>> start

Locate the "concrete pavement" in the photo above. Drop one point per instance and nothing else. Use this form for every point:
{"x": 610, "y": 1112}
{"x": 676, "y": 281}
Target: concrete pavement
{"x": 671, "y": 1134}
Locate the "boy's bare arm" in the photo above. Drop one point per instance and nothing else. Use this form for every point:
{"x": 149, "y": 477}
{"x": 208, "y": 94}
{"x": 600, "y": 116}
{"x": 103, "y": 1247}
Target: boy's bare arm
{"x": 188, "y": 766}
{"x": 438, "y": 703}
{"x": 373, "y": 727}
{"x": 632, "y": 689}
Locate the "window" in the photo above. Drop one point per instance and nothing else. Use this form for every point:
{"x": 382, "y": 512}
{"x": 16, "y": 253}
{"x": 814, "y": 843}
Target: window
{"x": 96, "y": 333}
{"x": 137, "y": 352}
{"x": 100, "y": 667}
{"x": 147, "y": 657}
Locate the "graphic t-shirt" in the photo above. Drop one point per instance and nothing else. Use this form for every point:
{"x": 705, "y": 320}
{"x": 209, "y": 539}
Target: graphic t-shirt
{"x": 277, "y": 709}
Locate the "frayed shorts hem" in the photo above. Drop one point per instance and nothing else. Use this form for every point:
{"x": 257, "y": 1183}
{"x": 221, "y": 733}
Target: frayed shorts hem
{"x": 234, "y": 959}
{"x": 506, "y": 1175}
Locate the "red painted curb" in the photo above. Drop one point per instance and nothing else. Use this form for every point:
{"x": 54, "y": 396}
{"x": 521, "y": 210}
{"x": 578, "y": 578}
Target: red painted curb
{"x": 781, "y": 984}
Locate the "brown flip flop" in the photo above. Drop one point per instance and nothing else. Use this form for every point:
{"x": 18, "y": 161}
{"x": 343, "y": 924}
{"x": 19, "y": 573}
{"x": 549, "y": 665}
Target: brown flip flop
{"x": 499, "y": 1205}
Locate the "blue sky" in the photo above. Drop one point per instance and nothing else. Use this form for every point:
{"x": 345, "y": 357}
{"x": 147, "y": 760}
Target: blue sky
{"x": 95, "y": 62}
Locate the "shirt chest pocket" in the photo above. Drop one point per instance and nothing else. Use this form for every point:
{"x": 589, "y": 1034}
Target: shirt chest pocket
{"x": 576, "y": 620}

>> end

Set down the entries above again, word for word.

Locate the "concrete pavement" in the photo above. Drop one point per instance and nothing else. Use this form for every point:
{"x": 610, "y": 1112}
{"x": 676, "y": 281}
Target: concrete pavement
{"x": 671, "y": 1134}
Locate the "boy's bare arm" in the photo above. Drop one point per instance and nothing else. Use this form for every point:
{"x": 149, "y": 477}
{"x": 208, "y": 94}
{"x": 600, "y": 116}
{"x": 103, "y": 1247}
Target: boy's bare arm
{"x": 188, "y": 766}
{"x": 438, "y": 703}
{"x": 373, "y": 727}
{"x": 632, "y": 689}
Locate the "window" in the photo above. Drop one point per instance and nothing else. Use this form for every point:
{"x": 382, "y": 512}
{"x": 16, "y": 253}
{"x": 814, "y": 843}
Target: window
{"x": 96, "y": 333}
{"x": 137, "y": 352}
{"x": 100, "y": 667}
{"x": 147, "y": 657}
Locate the "graphic t-shirt" in the photo above. Drop one point per instance and nothing else. Use this form for every point:
{"x": 705, "y": 320}
{"x": 209, "y": 539}
Target: graphic t-shirt
{"x": 277, "y": 709}
Locate the "frayed shorts hem" in the photo above. Drop one point per instance and nothing else. Use this form for every point:
{"x": 257, "y": 1183}
{"x": 221, "y": 733}
Target: frayed shorts hem
{"x": 234, "y": 959}
{"x": 506, "y": 1175}
Locate the "red painted curb" in the photo above. Drop one point per instance and nothing else. Use this form for every point:
{"x": 54, "y": 396}
{"x": 521, "y": 210}
{"x": 578, "y": 578}
Target: red painted curb
{"x": 781, "y": 984}
Locate the "brown flip flop" in the photo above. Drop one point per instance and nothing else. Use this form for every point:
{"x": 18, "y": 161}
{"x": 343, "y": 924}
{"x": 19, "y": 573}
{"x": 549, "y": 665}
Target: brown flip flop
{"x": 499, "y": 1205}
Locate the "blue sky" in the photo above. Drop one point per instance and nothing else. Use this form for every point:
{"x": 345, "y": 357}
{"x": 147, "y": 760}
Target: blue sky
{"x": 95, "y": 62}
Locate the "shirt chest pocket" in the photo above. Drop one point per instance and nothing else. Use this form for every point:
{"x": 589, "y": 1034}
Target: shirt chest pocket
{"x": 576, "y": 620}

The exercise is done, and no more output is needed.